- Exercise -
Pull out each line below that contains the word "barn", and copy those lines unchanged.

[Lines excerpted from a collection]
----------
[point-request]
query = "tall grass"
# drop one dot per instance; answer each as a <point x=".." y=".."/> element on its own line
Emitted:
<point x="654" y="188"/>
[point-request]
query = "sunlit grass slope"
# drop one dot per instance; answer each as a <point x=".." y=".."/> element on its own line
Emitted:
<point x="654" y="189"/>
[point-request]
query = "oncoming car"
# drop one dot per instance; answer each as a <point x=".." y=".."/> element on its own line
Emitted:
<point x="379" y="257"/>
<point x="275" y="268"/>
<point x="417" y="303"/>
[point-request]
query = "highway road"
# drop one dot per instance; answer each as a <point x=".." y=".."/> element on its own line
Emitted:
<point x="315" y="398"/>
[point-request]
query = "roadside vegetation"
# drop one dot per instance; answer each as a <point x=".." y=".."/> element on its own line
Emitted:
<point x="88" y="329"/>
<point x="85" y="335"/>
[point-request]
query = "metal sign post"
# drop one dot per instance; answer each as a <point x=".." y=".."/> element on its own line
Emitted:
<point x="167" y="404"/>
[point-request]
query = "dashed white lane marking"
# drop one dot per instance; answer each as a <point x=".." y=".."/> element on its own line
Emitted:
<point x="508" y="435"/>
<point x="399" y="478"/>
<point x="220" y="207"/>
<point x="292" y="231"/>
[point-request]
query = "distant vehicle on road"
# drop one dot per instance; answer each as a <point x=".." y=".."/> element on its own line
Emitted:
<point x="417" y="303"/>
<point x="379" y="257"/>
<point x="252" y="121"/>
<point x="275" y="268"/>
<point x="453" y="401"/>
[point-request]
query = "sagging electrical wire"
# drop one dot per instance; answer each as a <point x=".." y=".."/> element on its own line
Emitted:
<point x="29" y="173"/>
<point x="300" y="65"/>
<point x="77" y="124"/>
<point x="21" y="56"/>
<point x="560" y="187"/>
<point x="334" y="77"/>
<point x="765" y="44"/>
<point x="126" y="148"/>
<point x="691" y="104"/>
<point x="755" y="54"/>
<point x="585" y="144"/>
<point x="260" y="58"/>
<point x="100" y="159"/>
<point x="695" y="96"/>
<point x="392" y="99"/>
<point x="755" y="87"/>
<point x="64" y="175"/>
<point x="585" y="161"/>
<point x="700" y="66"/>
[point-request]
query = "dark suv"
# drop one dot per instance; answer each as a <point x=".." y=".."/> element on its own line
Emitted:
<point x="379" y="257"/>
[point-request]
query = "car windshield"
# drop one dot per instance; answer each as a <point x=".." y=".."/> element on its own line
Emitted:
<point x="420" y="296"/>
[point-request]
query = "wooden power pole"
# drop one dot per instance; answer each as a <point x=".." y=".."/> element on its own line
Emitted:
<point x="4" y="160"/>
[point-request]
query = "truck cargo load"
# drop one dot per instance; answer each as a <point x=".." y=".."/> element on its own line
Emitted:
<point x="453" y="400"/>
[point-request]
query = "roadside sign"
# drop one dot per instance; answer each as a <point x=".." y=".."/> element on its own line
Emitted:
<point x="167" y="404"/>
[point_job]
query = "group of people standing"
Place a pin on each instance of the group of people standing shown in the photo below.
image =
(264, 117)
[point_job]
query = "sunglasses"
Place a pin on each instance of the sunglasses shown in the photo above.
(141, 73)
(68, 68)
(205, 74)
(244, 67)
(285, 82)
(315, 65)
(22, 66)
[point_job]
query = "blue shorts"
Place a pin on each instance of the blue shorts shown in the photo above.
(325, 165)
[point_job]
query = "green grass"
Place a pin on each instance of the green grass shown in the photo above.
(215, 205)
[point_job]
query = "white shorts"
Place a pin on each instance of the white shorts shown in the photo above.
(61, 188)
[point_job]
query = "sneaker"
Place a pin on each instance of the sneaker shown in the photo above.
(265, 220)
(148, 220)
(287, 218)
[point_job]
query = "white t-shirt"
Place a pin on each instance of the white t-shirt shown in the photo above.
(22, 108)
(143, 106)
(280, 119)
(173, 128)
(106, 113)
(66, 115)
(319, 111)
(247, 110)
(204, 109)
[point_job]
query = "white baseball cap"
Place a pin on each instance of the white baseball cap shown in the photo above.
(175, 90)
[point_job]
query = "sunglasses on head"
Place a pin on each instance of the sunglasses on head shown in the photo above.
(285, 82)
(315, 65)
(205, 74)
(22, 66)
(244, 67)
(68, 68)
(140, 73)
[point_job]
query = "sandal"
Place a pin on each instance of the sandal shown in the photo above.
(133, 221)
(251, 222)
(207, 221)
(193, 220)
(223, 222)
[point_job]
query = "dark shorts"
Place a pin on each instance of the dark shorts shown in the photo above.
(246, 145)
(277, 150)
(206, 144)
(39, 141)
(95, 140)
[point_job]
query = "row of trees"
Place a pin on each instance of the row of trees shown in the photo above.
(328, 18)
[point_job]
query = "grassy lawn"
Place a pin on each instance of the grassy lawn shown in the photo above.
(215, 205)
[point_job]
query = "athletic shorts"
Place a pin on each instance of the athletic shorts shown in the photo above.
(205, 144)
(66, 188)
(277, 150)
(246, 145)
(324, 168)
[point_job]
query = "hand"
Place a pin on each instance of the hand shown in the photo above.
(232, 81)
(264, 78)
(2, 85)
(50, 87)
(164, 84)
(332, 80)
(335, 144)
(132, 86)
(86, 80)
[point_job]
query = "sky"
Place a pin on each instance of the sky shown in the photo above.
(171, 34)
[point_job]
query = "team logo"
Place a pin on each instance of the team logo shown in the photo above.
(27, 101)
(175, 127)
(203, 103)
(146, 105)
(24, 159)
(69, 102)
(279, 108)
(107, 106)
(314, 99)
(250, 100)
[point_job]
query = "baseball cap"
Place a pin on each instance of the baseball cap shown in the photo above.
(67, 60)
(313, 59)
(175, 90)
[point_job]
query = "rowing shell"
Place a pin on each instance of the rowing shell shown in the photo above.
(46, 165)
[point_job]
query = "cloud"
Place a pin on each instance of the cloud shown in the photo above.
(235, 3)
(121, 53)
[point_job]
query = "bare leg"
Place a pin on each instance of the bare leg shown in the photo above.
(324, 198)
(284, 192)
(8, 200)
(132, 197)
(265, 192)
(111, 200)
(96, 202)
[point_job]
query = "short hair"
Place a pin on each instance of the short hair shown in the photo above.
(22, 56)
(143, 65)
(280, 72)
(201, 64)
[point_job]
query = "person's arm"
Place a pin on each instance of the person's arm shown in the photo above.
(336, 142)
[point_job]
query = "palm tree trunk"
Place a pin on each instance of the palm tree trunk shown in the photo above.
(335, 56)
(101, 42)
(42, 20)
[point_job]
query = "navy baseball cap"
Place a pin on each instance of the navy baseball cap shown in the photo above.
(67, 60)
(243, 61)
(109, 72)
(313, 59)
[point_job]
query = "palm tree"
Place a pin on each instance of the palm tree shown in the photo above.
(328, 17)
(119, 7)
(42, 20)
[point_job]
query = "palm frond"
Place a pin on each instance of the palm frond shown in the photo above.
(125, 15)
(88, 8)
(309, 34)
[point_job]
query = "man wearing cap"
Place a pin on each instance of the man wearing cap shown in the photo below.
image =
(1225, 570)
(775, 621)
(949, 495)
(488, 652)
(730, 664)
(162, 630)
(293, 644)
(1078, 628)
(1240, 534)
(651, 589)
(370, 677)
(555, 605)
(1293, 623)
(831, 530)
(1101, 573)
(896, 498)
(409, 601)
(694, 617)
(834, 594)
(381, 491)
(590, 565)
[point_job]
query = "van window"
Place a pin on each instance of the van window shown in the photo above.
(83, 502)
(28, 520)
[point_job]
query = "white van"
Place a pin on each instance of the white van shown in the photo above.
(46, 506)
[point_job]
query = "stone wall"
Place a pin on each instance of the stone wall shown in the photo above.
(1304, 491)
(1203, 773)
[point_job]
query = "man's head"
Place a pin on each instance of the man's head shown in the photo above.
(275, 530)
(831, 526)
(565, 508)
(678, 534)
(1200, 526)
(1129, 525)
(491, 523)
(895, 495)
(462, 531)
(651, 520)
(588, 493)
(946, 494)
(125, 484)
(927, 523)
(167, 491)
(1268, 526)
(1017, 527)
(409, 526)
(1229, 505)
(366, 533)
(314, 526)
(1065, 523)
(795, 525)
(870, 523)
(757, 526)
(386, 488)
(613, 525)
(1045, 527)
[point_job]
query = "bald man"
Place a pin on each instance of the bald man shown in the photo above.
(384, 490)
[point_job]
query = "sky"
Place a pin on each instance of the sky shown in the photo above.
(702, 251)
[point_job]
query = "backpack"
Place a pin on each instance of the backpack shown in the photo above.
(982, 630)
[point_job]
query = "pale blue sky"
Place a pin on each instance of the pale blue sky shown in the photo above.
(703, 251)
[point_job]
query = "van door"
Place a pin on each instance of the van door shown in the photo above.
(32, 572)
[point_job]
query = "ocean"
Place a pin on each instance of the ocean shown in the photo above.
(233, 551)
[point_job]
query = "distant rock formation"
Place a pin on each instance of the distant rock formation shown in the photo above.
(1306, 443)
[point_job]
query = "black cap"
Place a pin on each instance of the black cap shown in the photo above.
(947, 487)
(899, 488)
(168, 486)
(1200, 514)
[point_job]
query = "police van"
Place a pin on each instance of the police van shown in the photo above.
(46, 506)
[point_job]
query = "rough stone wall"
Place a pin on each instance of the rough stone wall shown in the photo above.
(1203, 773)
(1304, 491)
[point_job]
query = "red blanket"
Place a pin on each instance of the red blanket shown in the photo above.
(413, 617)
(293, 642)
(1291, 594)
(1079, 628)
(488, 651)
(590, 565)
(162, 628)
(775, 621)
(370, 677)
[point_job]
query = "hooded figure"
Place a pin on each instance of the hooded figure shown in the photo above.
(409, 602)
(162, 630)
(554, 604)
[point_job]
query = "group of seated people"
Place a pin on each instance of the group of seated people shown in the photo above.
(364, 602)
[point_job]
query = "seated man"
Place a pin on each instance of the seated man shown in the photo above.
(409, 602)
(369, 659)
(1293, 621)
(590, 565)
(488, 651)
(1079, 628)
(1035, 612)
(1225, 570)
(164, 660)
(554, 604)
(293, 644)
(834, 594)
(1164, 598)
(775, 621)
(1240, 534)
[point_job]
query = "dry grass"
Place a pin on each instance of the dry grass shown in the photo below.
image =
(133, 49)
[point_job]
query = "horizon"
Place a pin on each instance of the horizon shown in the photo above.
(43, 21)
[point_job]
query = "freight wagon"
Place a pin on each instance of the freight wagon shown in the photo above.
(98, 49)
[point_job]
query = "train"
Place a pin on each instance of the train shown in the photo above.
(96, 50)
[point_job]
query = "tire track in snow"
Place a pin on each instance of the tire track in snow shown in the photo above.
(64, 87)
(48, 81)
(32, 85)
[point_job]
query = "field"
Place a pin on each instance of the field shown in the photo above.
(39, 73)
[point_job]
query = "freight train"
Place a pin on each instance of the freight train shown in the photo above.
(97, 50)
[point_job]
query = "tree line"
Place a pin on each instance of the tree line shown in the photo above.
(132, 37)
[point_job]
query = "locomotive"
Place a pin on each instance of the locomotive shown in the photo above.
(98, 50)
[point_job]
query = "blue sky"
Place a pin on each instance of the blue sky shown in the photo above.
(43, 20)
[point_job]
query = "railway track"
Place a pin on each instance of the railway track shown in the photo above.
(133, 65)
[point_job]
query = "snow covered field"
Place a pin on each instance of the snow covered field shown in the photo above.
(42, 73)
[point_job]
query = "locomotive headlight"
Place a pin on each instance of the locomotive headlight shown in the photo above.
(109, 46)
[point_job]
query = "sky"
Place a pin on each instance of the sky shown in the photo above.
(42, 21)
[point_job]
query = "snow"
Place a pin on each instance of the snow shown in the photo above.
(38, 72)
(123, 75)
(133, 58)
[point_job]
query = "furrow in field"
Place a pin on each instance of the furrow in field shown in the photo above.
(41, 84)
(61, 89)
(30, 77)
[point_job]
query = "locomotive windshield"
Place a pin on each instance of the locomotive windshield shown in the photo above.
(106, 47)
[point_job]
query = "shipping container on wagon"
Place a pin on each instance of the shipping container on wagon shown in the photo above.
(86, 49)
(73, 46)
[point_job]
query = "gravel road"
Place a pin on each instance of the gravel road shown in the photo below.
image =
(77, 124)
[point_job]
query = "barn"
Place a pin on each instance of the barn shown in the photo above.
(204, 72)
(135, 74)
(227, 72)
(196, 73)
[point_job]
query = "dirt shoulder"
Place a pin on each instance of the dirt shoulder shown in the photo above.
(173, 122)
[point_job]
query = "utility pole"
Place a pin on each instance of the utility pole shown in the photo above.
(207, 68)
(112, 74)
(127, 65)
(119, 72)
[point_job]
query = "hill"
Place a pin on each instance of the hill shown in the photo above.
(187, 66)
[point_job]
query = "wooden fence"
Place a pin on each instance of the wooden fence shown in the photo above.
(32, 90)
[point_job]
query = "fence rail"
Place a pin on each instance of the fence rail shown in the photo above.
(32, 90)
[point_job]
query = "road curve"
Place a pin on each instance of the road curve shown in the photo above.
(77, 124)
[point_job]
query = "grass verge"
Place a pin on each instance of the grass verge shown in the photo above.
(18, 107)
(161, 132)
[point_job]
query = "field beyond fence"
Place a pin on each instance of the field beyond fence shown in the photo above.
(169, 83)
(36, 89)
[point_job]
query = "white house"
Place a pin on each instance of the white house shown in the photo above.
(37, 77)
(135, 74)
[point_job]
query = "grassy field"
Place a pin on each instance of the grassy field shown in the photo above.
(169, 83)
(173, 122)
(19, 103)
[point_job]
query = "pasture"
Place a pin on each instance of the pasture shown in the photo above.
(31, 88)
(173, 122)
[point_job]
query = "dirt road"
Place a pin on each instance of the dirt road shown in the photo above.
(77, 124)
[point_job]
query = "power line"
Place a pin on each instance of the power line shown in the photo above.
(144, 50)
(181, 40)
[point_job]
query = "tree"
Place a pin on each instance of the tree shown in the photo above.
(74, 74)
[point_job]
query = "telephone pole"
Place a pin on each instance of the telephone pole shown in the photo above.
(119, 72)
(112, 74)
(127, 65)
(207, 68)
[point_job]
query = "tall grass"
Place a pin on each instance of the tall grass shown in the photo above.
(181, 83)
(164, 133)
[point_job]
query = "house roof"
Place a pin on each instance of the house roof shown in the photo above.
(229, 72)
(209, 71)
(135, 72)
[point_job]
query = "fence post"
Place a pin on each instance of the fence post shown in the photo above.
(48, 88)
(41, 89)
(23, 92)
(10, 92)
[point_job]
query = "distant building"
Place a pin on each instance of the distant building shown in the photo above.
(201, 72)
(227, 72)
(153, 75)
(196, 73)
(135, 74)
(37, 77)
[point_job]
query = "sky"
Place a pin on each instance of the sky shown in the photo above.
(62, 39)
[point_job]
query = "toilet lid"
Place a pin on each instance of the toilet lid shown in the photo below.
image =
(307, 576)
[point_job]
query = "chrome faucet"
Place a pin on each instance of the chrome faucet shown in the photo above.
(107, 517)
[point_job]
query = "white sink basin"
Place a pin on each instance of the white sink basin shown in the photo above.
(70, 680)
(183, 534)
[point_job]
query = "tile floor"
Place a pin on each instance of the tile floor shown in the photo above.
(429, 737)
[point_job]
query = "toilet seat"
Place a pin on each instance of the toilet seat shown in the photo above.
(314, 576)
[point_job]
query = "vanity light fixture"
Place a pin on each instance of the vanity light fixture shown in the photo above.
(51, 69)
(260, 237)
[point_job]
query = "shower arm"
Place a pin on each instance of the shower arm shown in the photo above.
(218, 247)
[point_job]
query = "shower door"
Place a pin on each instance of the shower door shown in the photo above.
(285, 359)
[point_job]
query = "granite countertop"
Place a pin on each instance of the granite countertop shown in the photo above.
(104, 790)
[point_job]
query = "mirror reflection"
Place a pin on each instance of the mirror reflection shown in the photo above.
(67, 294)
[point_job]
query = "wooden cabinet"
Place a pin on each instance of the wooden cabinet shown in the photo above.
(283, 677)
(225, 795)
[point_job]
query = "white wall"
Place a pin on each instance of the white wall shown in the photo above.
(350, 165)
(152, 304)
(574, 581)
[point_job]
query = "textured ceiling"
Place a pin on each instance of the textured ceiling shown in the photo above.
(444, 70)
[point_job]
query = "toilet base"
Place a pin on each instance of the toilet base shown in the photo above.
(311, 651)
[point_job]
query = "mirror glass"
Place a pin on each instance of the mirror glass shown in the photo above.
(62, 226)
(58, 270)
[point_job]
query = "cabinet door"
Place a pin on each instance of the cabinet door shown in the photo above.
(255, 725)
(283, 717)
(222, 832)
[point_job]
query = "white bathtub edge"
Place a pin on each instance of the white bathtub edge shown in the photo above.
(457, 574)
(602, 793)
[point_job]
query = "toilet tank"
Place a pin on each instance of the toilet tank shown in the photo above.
----------
- The reply -
query = "barn"
Place a pin on each instance of the barn shown in the photo above.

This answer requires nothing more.